*WHAT IS EXPECTED*
Pull out every line in the records below that contains the word "rocky", matching upper and lower case exactly.

-- start DATA FOR THIS TASK --

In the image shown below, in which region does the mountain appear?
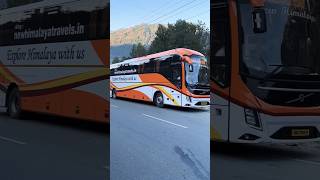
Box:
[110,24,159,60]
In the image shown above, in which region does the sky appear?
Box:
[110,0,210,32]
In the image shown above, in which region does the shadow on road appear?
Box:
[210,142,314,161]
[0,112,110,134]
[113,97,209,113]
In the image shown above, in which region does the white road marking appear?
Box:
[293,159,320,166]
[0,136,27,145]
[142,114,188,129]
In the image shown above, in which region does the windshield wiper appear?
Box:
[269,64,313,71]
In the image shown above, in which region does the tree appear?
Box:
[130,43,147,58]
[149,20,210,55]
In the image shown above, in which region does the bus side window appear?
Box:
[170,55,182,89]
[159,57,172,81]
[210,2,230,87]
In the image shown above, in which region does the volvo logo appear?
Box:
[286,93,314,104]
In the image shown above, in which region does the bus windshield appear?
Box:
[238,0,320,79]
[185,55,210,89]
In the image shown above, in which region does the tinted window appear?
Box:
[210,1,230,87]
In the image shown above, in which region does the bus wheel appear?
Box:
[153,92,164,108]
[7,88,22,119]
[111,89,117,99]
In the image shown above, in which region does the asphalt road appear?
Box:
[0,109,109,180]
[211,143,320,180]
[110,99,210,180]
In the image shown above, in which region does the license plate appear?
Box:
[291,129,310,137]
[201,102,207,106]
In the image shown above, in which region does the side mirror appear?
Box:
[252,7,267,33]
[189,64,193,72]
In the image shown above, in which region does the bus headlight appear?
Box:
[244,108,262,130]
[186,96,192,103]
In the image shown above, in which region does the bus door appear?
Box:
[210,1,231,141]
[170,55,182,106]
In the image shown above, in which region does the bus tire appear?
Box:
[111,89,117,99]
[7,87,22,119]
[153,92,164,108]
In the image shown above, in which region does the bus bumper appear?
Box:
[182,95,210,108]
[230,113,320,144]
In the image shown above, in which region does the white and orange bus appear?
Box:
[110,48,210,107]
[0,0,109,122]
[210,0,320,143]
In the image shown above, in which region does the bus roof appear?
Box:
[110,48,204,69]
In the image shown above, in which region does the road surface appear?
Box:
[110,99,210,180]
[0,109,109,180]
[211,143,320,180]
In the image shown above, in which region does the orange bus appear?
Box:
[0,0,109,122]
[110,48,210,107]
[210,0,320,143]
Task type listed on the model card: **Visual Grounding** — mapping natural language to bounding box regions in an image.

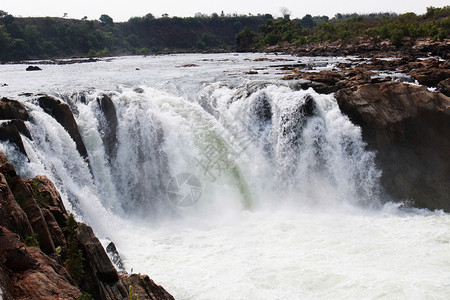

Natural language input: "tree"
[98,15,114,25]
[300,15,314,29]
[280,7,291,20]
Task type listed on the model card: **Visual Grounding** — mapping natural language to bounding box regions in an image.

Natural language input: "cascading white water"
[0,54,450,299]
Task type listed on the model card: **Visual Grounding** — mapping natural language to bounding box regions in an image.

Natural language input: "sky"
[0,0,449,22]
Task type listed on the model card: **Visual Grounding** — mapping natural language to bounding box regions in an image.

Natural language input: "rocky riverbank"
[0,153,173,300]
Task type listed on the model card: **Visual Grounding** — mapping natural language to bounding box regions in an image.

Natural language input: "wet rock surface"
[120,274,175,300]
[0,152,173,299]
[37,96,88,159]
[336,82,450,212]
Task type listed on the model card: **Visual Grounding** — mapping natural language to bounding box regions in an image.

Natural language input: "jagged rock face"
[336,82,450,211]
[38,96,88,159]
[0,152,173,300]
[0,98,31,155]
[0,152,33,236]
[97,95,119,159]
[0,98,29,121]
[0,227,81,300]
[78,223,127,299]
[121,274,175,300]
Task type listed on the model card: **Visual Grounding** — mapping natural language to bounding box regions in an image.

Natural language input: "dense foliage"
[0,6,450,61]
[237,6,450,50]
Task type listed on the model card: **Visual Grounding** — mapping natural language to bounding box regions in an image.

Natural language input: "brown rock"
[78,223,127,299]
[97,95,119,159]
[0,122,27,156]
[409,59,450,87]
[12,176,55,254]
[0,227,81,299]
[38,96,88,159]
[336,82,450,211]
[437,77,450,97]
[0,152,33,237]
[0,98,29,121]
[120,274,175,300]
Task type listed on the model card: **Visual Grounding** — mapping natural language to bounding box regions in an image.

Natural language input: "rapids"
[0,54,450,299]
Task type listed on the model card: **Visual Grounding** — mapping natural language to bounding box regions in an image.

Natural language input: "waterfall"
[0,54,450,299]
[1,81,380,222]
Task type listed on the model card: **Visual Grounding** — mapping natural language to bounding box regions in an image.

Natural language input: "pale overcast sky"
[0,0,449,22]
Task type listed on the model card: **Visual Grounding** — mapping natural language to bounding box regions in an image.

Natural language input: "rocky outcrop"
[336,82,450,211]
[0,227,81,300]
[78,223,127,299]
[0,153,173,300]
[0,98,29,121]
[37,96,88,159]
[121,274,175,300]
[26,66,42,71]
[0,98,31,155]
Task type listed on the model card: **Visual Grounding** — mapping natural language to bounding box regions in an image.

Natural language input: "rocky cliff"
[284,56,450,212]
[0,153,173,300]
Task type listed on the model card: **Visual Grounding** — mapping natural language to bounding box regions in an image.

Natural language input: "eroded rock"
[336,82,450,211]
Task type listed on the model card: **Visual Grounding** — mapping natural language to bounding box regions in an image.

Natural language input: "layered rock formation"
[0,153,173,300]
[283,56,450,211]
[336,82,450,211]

-- end DATA FOR THIS TASK --

*RESPONSE*
Natural language input: "rocky riverbank"
Natural language input: "rocky outcrop"
Natural language input: "rocky cliff"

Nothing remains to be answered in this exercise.